_Directions for this task:_ Write out every entry again exactly as it stands.

Referring expression data:

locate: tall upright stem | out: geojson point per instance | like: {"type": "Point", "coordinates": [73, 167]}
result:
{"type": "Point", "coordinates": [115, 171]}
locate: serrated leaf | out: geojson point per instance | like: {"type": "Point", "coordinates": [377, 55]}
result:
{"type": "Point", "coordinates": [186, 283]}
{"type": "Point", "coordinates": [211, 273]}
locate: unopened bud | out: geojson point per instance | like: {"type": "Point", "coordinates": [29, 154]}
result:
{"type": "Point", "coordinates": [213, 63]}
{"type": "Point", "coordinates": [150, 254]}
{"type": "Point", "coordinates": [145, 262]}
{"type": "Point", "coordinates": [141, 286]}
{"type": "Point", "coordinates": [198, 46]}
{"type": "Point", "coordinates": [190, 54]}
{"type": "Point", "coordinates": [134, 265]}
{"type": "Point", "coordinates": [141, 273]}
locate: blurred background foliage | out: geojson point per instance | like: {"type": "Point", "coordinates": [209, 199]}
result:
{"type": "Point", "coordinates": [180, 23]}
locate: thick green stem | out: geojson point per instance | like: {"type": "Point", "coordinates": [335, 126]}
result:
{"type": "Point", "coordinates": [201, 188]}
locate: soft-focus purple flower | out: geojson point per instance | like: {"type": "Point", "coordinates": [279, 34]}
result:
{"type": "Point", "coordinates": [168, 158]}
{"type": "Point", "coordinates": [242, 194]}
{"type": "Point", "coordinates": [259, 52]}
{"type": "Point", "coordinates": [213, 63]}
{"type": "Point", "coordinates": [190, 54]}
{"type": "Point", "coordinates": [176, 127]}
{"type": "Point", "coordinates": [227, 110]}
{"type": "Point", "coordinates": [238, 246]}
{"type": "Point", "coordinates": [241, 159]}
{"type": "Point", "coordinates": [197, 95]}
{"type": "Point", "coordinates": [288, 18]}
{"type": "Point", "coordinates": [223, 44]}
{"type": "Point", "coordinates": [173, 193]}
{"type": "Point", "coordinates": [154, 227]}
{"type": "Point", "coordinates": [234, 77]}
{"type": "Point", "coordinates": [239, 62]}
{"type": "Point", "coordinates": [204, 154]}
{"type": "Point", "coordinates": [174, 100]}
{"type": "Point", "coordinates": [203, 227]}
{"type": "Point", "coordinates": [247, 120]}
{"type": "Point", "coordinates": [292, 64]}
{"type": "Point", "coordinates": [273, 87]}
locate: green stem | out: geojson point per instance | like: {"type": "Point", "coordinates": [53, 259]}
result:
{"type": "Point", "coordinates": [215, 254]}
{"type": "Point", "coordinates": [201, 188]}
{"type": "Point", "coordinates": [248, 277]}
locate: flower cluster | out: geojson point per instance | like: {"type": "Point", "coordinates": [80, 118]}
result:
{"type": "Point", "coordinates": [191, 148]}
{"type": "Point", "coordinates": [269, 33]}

_Your solution:_
locate: tall upright stem | out: geojson point per instance | like: {"type": "Point", "coordinates": [73, 167]}
result:
{"type": "Point", "coordinates": [115, 171]}
locate: serrated leaf | out: geojson point per instance | like: {"type": "Point", "coordinates": [377, 55]}
result:
{"type": "Point", "coordinates": [186, 283]}
{"type": "Point", "coordinates": [211, 273]}
locate: unopened bud | out: geojson point per instance | like: {"type": "Point", "coordinates": [29, 154]}
result:
{"type": "Point", "coordinates": [213, 63]}
{"type": "Point", "coordinates": [150, 254]}
{"type": "Point", "coordinates": [145, 262]}
{"type": "Point", "coordinates": [141, 286]}
{"type": "Point", "coordinates": [198, 46]}
{"type": "Point", "coordinates": [190, 54]}
{"type": "Point", "coordinates": [134, 265]}
{"type": "Point", "coordinates": [141, 273]}
locate: blurred background foliage | out: geojson point per instance | like: {"type": "Point", "coordinates": [209, 199]}
result:
{"type": "Point", "coordinates": [180, 23]}
locate: thick green stem | out: geojson point per instance | like: {"type": "Point", "coordinates": [335, 126]}
result:
{"type": "Point", "coordinates": [201, 188]}
locate: soft-focus purple flower | out: geojson point per instance | like: {"type": "Point", "coordinates": [279, 34]}
result:
{"type": "Point", "coordinates": [168, 158]}
{"type": "Point", "coordinates": [242, 194]}
{"type": "Point", "coordinates": [259, 52]}
{"type": "Point", "coordinates": [213, 63]}
{"type": "Point", "coordinates": [190, 54]}
{"type": "Point", "coordinates": [176, 127]}
{"type": "Point", "coordinates": [227, 110]}
{"type": "Point", "coordinates": [238, 246]}
{"type": "Point", "coordinates": [241, 159]}
{"type": "Point", "coordinates": [197, 95]}
{"type": "Point", "coordinates": [288, 18]}
{"type": "Point", "coordinates": [223, 44]}
{"type": "Point", "coordinates": [173, 193]}
{"type": "Point", "coordinates": [154, 227]}
{"type": "Point", "coordinates": [234, 77]}
{"type": "Point", "coordinates": [239, 62]}
{"type": "Point", "coordinates": [204, 154]}
{"type": "Point", "coordinates": [174, 100]}
{"type": "Point", "coordinates": [203, 227]}
{"type": "Point", "coordinates": [247, 120]}
{"type": "Point", "coordinates": [292, 64]}
{"type": "Point", "coordinates": [273, 87]}
locate: green stem | out: geojson point per instance | like: {"type": "Point", "coordinates": [53, 259]}
result:
{"type": "Point", "coordinates": [215, 254]}
{"type": "Point", "coordinates": [201, 188]}
{"type": "Point", "coordinates": [248, 277]}
locate: flower cluster | out: geojson point per instance | like: {"type": "Point", "coordinates": [80, 118]}
result:
{"type": "Point", "coordinates": [191, 148]}
{"type": "Point", "coordinates": [269, 33]}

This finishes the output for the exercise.